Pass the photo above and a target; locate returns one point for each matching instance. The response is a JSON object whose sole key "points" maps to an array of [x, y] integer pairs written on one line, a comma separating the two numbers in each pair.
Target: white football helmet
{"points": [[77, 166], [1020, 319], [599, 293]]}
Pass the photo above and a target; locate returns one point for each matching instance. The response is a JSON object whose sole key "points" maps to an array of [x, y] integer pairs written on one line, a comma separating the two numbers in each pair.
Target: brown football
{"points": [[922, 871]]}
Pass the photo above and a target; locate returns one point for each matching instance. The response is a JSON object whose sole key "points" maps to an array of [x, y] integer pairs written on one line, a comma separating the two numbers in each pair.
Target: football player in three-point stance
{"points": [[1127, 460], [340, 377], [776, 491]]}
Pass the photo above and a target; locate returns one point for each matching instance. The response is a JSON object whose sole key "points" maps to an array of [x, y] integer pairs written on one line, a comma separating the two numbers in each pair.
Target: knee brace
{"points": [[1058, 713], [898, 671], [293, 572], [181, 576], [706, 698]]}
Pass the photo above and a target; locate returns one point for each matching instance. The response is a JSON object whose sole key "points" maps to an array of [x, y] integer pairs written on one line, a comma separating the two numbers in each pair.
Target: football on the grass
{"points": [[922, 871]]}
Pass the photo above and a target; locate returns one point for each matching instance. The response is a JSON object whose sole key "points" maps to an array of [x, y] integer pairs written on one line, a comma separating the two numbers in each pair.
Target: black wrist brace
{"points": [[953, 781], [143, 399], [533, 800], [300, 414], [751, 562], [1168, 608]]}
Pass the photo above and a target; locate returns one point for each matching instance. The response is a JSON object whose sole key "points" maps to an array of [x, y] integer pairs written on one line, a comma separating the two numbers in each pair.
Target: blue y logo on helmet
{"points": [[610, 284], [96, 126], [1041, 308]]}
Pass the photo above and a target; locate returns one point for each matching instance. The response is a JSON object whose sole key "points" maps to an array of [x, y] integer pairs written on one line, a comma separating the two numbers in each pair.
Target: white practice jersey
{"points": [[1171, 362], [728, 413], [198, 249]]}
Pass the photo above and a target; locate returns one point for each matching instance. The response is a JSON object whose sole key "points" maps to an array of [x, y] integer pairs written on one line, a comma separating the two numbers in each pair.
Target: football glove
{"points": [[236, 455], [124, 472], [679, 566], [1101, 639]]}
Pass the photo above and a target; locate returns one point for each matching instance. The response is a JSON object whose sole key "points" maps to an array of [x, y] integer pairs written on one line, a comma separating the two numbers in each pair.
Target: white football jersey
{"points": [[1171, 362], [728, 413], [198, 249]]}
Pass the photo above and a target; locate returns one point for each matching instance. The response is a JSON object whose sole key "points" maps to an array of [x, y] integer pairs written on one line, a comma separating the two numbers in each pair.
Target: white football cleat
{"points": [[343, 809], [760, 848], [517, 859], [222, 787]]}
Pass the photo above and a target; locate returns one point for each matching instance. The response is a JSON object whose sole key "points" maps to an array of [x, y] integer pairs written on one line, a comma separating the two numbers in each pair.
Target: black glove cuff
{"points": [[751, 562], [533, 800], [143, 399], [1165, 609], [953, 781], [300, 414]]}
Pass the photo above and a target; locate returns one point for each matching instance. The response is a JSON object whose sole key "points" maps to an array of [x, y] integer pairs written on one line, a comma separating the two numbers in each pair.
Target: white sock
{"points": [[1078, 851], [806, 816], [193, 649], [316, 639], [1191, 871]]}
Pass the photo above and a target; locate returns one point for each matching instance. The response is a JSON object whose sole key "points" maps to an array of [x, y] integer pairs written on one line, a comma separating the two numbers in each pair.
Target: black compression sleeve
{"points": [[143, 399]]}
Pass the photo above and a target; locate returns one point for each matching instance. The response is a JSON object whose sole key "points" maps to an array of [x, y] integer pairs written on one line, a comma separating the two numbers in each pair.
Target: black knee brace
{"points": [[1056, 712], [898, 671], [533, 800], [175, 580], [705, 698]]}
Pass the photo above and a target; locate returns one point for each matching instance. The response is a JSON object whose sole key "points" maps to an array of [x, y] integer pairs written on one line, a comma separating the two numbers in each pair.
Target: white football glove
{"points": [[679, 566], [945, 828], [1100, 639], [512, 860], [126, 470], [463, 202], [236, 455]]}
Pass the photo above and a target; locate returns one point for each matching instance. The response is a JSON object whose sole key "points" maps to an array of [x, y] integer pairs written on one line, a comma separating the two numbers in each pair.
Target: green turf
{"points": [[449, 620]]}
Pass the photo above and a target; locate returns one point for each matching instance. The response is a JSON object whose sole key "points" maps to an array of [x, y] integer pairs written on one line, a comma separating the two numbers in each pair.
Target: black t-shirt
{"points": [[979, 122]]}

▸ **Task requirements**
Copy out each line of the data exactly.

▸ **Answer space**
Pass the photo above and a target; locate returns one point for each matching instance. The response is a JSON object whose sole key "points" maps to an array of [x, y] integer pairs written on one line, a comma separating the two numbers in each pair.
Target: white football helmet
{"points": [[77, 166], [1020, 319], [599, 293]]}
Pass the photo above and a target; locate returns one point for each matching instance. The response is a JSON object whose sole key "points" maps to an array of [x, y] integer pairs written on one line, a comma separating the two numbers in each pair.
Target: brown football
{"points": [[922, 871]]}
Pass the photo above and a target; locate returns one point for each matching instance. The response is a JSON object whose sole key "points" maps to an array of [x, y] integer pairs written on one line, a comma separating the two numbers in each pair.
Target: football player in three-point stance
{"points": [[1127, 460], [340, 377], [776, 491]]}
Pass the photo above and a target; locate returns one point for each matching instance. The response is a JSON object whose sole key "points" maps to an array of [x, y] integer pairs written on one line, a comma separating the two numbers in each pair.
Target: knee brace
{"points": [[1058, 713], [898, 671], [293, 572], [181, 576], [706, 698]]}
Pass the photo above and a target; locate returns one point for each matching instance. The response is a JSON object whose sole key "points" maps to an array of [x, y] integer pairs written on one line, a comma separating the two numbers in each pair.
Target: football on the grass
{"points": [[922, 871]]}
Pass the photo above and a target; locate returns one point for each matching instance. The response is a JSON object whose sole key "points" maps to an array of [x, y] integer pairs written on one line, a comma separating the two numbers in each pair.
Target: black wrist brace
{"points": [[953, 781], [143, 399], [533, 800], [300, 414], [751, 562], [1168, 608]]}
Pass the photo above and a target; locate returns one point for each matching instance. The response is a JSON object whose sole key "points" maps to an array of [x, y] integer pairs written on one line, a comma separating the two numbers in each pair.
Target: blue y logo on helmet
{"points": [[610, 284], [96, 126], [1041, 308]]}
Pass the photo above and a target; locate returns one point for each matching instance. The response is a JSON object whose sole key "points" maps to an array of [x, y] integer pairs written on one line, a comma separating the two numbers in each pair.
Target: white practice jersey
{"points": [[1171, 362], [728, 413], [198, 249]]}
Pass the photo above and a target; locate returns one point for each matching instance. The response is a JSON object whose sole key "points" maps to an array of [x, y] integer pairs written on one line, a comma separating the two numbers in each pair.
Target: football glove
{"points": [[236, 455], [124, 472], [679, 566], [1101, 639]]}
Pass the photo above and a target; locate returns one point for each matching instance. The response is a JSON object whose sole key "points" maps to an array of [x, y] integer pairs written on one line, a comma separating the two numbers in each pair.
Target: white football jersey
{"points": [[1171, 362], [728, 413], [198, 249]]}
Pass the photo above and a target; locate returns one point for each matching instance. The response is a JSON object whose sole key "points" maps to an array of [x, y] integer pairs written on one line, a comma separating the two numbers in each pair.
Target: white football cleat
{"points": [[343, 809], [760, 848], [517, 859], [222, 787]]}
Pass the photo above and a target; locate returns one point for each matching instance. The response is a JSON object whose sole key "points" maps to an array of [x, y] integer pairs written on one line, a comma separating the two numbers in each pair.
Target: black glove cuff
{"points": [[751, 562], [533, 800], [143, 399], [1165, 609], [953, 781], [300, 414]]}
Pass the photo above and a target; locate returns one point for each matching instance. The response is a JSON object whose sole key "points" maps to an array of [x, y] integer pairs written on one line, a comma separating the two numbers in each pair.
Target: white sock
{"points": [[1078, 851], [806, 816], [193, 649], [316, 639], [1191, 871]]}
Pass the photo above and a target; locate returns one point for each matching instance. The response is a JSON object whose sole key "points" maps to an array of [x, y] integer pairs written on one line, a comma separating the two numbers in each pair.
Target: black compression sleeve
{"points": [[143, 399]]}
Pass the photo above and a target; locate returns one point for each matching instance. The response is a JSON object whose sole key "points" maps to an array of [x, y] integer pairs written on one line, a comma separating the two numbers in each pair.
Target: black knee brace
{"points": [[1056, 712], [898, 671], [533, 800], [175, 580], [705, 698]]}
Pass the photo above and a target; locate returns one point for each matching instance. The response is a JSON object whose sole key "points" maps to an array of [x, y] integer pairs written on one line, a comma separating the two numbers in each pair.
Target: white football glove
{"points": [[679, 566], [945, 828], [1100, 639], [512, 860], [126, 470], [463, 202], [236, 455]]}
Pass the photo above and a target; locate returns one point for each matching instance. The response is a JSON object whose sole key "points" maps to an array of [x, y] integer pairs written on one line, a comma separating the two numbers in each pair.
Target: green turf
{"points": [[449, 620]]}
Pass the photo above and a target; locate returns one point for each matching instance. The response is a JSON object whose sole key "points" maps to an array of [x, y] integer pairs written on one line, a comma separating the two numbers in each pair.
Target: black t-shirt
{"points": [[979, 122]]}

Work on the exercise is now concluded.